● **Extracted text**
The National Film and Sound Archive of Australia (NFSA) is a treasure trove of digitised film, stills, and oral histories. Inspired by my serendipitous find, I hunted for other aviation snippets, finding Nancy Bird Walton discussing her early flying experiences giving me much needed clues to the operation of early aircraft. In a film of the 1936 Brisbane to Adelaide Air Race, there were images of Archerfield Aerodrome, the scene of many of my pilot’s successes and aerial views of Brisbane and Sydney. Towards the end of the clip were five women competitors relaxing in the shade of an aircraft wing having a chat; moving pictures of other women, who up until that point, had also been grainy lifeless images.
The possibilities for research at NFSA are endless. Oral histories provide rich details of daily life for our ancestors under a variety of conditions in diverse places; tiny details that put flesh on the bones of the story. Streets scenes depict long-vanished buildings and modes of transport. Moving images of people at work and play reveal how they negotiated those Edwardian and Victorian outfits. I found an extraordinary clip from 1910 of men, women and children enjoying a skating rink at South Brisbane. Couples tightly clasped each other moving in unison, swerving adroitly around other skaters. A still image can never display the intimacy revealed by the film.
There are also vintage advertisements and songs to revitalise our aging memories. Featured among the online curated exhibits are a selection from 6000 home movies, clips and soundtracks from John Farnham, Jimmy Barnes and Skippy, and collections of Women in Radio and Australians at Work. Everything to jolt those memories and spice up your memoirs.
And Dorothy? She gave up flying around 1935 and married Frank Dodd in 1937. Frank died on the Thai Burma Railway in 1943. During the war, Dorothy worked as a driver for the Americans in Brisbane. She died in 1968. And Thomas Bishop never did get that mail contract. I believe it went to a new company called QANTAS.
Sources
https://www.nfsa.gov.au/collection/curated/australia-welcomes-amy-johnson-queen-air
https://www.nfsa.gov.au/collection/curated/skating-carnival-south-brisbane-rink-c-1910
A wonderful article and only in the last fortnight I watched a tv show on a lot of the information in your blog. Research into how flying started in Australia, so much to learn. I thoroughly enjoyed your article and especially parts of it after seeing the crash of Amy Johnson on television. Your words brought it to life.
Thanks Lesley. I saw the program too. It was great. Don’t you love those clipped English accents.

● **Task set**
(1) From the blog post about the film archive, set down the passage between "The possibilities for" and "by the film.", inclusive.
(2) Answer these questions using the blog post about the film archive:
(a) Between which two cities was the 1936 air race flown?
(b) In what year was the skating rink clip at South Brisbane made?
(c) What job did Dorothy do during the war?
(3) In the blog post about the film archive, turn the paragraph that begins "There are also vintage advertisements" into a short list that keeps its main facts.

● **Data extract**
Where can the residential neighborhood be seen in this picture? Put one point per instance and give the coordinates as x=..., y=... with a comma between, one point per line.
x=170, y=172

● **The answers**
(1)
The possibilities for research at NFSA are endless. Oral histories provide rich details of daily life for our ancestors under a variety of conditions in diverse places; tiny details that put flesh on the bones of the story. Streets scenes depict long-vanished buildings and modes of transport. Moving images of people at work and play reveal how they negotiated those Edwardian and Victorian outfits. I found an extraordinary clip from 1910 of men, women and children enjoying a skating rink at South Brisbane. Couples tightly clasped each other moving in unison, swerving adroitly around other skaters. A still image can never display the intimacy revealed by the film.

(2)
(a) Brisbane and Adelaide
(b) 1910
(c) She worked as a driver for the Americans in Brisbane.

(3)
- Vintage advertisements and songs
- Online curated exhibits, including:
  - A selection from 6000 home movies
  - Clips and soundtracks from John Farnham, Jimmy Barnes and Skippy
  - Collections of Women in Radio and Australians at Work
- All useful for jogging memories and enriching memoirs